Pr Aloko Jérôme (Directeur de l`Igt) : “Mes conseils pour une thèse réussie”

© Nord-Sud Par DR
Recherche scientifique : Nogbou M`domou Eric soutient avec brio sa thèse de doctorat unique en histoire
Samedi 8 mai 2010. Abidjan. Amphithéâtre Niangoran Boua de l`Université de Cocody. Devant ses maîtres, Eric Nogbou expose les résultats de ses recherches sur "les relations politiques et religieuses entre le Maghreb al-Aqsa et l`Empire Soninké du Ghana: de l`avènement des Midrarites (772) au califat de Ya`qub al-Mansour (1184-1199)
Après l'enquête sur la galère des thésards, parue hier, le Pr Aloko, directeur de l'Institut de géographie tropicale, intervient pour donner des conseils aux doctorants. Selon lui, le public n'influence en aucun cas le jury.

•Combien d'étudiants avez-vous à votre charge actuellement ?
Une vingtaine. En effet, chaque année, j'ai une dizaine d'étudiants. Au bout de trois ans, le temps minimum avant de soutenir une thèse, je me retrouve avec une trentaine d'étudiants parmi lesquels trois ou quatre soutiennent. Parce que l'année 1 vous en prenez 10, l'année 2, 10 autres, enfin l'année 3, 10. Si vous avez des étudiants travailleurs et motivés, trois ou quatre font aboutir leur travail. Vous vous retrouvez toujours avec plus d'une vingtaine d'étudiants.

•Comment organisez-vous le travail avec eux ?

#### Données recueillies:
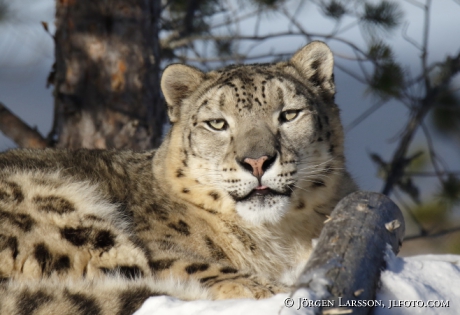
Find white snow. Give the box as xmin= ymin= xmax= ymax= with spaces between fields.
xmin=135 ymin=252 xmax=460 ymax=315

#### Objectif 1:
Relevez toutes les années du calendrier écrites en chiffres dans l'extrait sur les thèses de doctorat.
#### Objectif 2:
Recopiez le passage de l'extrait sur les thèses de doctorat qui commence par les mots contenant « Après l'enquête sur » et se termine par « travail avec eux ? ».
#### Objectif 3:
Poursuivez l'extrait sur les thèses de doctorat à partir de l'endroit où il s'arrête.
Les lignes ne servent pas ici.

#### Résultat 1:
2010, 772, 1184, 1199

#### Résultat 2:
Après l'enquête sur la galère des thésards, parue hier, le Pr Aloko, directeur de l'Institut de géographie tropicale, intervient pour donner des conseils aux doctorants. Selon lui, le public n'influence en aucun cas le jury.

•Combien d'étudiants avez-vous à votre charge actuellement ?
Une vingtaine. En effet, chaque année, j'ai une dizaine d'étudiants. Au bout de trois ans, le temps minimum avant de soutenir une thèse, je me retrouve avec une trentaine d'étudiants parmi lesquels trois ou quatre soutiennent. Parce que l'année 1 vous en prenez 10, l'année 2, 10 autres, enfin l'année 3, 10. Si vous avez des étudiants travailleurs et motivés, trois ou quatre font aboutir leur travail. Vous vous retrouvez toujours avec plus d'une vingtaine d'étudiants.

•Comment organisez-vous le travail avec eux ?

#### Résultat 3:
Nous nous rencontrons et discutons pour une première fois. Au cours de ce premier contact, le thème est choisi en accord avec l'étudiant. Nous nous mettons d'accord sur la méthodologie et le plan du travail. Ensuite, nous élaborons un questionnaire avec lequel les doctorants vont sur le terrain. Ils vont à la recherche d'informations au sein des populations ou dans des bibliothèques. Ils y passent le temps qu'il faut. Et quand ils reviennent, nous faisons avec eux le point de la situation. Enfin, commencent les phases de traitement et de rédaction. A ce niveau, la partie méthodologique qui devrait poser problème aux doctorants est étudiée en Diplôme d'études approfondies (Dea). Ce sont la problématique, l'objectif, les hypothèses, etc. Donc en principe, la rédaction ne devrait pas poser trop de problèmes à l'étudiant.

•Quelles difficultés rencontrez-vous avec les étudiants au cours de la rédaction de leur mémoire de thèse ?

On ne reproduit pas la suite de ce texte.